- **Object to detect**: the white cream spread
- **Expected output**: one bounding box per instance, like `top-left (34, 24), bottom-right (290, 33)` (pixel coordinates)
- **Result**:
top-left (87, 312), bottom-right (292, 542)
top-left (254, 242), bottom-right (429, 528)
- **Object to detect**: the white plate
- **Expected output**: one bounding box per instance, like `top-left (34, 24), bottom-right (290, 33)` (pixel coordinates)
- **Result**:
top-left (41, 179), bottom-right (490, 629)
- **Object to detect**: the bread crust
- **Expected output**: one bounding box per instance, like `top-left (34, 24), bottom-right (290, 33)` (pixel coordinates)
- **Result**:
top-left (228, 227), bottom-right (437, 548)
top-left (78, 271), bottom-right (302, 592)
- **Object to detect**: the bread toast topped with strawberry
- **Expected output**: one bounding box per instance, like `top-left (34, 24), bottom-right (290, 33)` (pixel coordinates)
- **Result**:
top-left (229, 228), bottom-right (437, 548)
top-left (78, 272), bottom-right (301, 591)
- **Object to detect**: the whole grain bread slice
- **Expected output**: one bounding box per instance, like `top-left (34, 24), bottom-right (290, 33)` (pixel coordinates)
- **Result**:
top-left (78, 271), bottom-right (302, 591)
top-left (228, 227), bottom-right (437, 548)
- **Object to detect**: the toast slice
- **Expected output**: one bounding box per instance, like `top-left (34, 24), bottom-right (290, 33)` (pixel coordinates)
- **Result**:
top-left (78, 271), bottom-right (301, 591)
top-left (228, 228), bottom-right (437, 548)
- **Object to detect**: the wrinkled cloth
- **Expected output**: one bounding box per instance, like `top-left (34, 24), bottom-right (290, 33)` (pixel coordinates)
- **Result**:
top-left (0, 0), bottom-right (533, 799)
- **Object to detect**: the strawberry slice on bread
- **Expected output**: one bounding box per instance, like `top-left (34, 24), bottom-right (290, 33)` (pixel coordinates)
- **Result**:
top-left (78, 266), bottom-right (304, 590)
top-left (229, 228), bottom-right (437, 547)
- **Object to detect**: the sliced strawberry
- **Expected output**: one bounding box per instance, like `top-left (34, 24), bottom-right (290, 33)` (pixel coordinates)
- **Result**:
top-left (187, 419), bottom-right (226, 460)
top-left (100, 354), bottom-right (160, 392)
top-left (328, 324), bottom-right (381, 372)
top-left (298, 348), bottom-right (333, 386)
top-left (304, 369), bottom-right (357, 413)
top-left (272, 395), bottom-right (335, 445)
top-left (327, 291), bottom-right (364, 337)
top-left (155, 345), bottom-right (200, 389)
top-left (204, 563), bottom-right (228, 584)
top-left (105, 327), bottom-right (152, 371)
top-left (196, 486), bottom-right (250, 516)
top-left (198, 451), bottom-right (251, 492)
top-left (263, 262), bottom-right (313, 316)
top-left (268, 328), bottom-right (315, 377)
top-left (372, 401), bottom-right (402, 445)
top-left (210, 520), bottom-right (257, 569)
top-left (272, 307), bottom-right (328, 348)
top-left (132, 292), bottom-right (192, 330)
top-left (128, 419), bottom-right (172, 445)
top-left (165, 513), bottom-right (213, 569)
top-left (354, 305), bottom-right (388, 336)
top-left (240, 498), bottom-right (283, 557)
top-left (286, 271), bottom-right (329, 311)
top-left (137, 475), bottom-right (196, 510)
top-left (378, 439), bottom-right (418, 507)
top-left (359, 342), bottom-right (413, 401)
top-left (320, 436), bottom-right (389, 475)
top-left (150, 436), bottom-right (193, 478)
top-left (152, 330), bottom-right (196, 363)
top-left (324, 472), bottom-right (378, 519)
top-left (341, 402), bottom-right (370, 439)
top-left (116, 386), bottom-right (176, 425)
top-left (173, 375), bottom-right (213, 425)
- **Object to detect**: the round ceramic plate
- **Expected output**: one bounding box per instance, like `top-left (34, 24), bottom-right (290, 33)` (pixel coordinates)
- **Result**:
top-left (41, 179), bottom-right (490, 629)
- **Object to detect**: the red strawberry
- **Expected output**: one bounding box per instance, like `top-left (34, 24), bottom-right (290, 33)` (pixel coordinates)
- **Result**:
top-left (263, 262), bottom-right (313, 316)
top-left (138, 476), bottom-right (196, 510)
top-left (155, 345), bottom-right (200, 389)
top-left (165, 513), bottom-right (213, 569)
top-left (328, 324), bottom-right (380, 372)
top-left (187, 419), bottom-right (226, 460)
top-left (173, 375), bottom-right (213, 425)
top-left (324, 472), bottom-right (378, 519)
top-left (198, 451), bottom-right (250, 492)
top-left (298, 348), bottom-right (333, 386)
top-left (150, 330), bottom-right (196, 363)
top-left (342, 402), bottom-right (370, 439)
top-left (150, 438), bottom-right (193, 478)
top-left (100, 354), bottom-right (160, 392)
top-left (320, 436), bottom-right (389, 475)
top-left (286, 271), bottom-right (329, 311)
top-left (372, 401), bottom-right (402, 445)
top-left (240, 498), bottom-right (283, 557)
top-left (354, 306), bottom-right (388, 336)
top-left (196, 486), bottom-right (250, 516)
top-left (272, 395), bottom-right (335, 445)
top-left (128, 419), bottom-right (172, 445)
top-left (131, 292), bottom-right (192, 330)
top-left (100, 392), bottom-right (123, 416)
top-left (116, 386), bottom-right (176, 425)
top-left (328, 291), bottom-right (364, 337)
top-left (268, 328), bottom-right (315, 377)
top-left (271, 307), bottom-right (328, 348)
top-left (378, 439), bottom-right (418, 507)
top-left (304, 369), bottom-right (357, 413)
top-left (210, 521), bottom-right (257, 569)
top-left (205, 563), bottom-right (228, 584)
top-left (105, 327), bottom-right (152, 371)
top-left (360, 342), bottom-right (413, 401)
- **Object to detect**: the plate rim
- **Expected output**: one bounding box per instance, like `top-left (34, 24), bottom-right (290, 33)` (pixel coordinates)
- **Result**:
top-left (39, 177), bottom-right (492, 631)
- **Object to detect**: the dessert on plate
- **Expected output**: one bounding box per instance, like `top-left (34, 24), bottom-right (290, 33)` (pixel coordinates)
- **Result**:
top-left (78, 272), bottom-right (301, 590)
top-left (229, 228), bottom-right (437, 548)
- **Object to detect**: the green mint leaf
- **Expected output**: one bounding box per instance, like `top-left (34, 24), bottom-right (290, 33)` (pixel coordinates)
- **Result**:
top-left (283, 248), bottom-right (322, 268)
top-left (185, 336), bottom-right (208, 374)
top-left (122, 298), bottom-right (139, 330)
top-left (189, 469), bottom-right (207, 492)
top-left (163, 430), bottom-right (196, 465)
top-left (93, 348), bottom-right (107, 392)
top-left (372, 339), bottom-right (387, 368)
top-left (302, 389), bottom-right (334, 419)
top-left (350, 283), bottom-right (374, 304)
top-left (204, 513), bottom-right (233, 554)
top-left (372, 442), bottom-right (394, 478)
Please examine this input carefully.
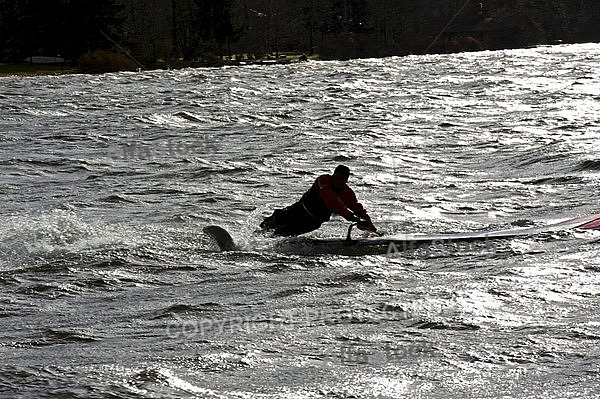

Exercise: Copy the lines starting at the line containing "- **Object to detect**: the dessert on plate" and ending at the end of the records, including the requests, and add -33 to every pixel coordinate in the bounding boxes given as results. Omit the pictures.

The completed task:
- **Object to detect**: the dessert on plate
- **Expected output**: one bounding box per instance, like `top-left (34, 24), bottom-right (290, 33)` (pixel coordinates)
- **Result**:
top-left (45, 239), bottom-right (268, 557)
top-left (196, 195), bottom-right (404, 515)
- **Object to detect**: the green mint leaf
- **Expected output**: one bounding box per instance, like `top-left (34, 24), bottom-right (290, 33)` (pixel coordinates)
- **Result**:
top-left (250, 215), bottom-right (289, 235)
top-left (152, 303), bottom-right (175, 341)
top-left (89, 265), bottom-right (106, 297)
top-left (156, 436), bottom-right (174, 459)
top-left (130, 397), bottom-right (163, 432)
top-left (60, 315), bottom-right (74, 359)
top-left (339, 306), bottom-right (354, 335)
top-left (269, 356), bottom-right (301, 386)
top-left (317, 250), bottom-right (341, 271)
top-left (171, 480), bottom-right (200, 521)
top-left (339, 409), bottom-right (361, 445)
Please examine this input carefully.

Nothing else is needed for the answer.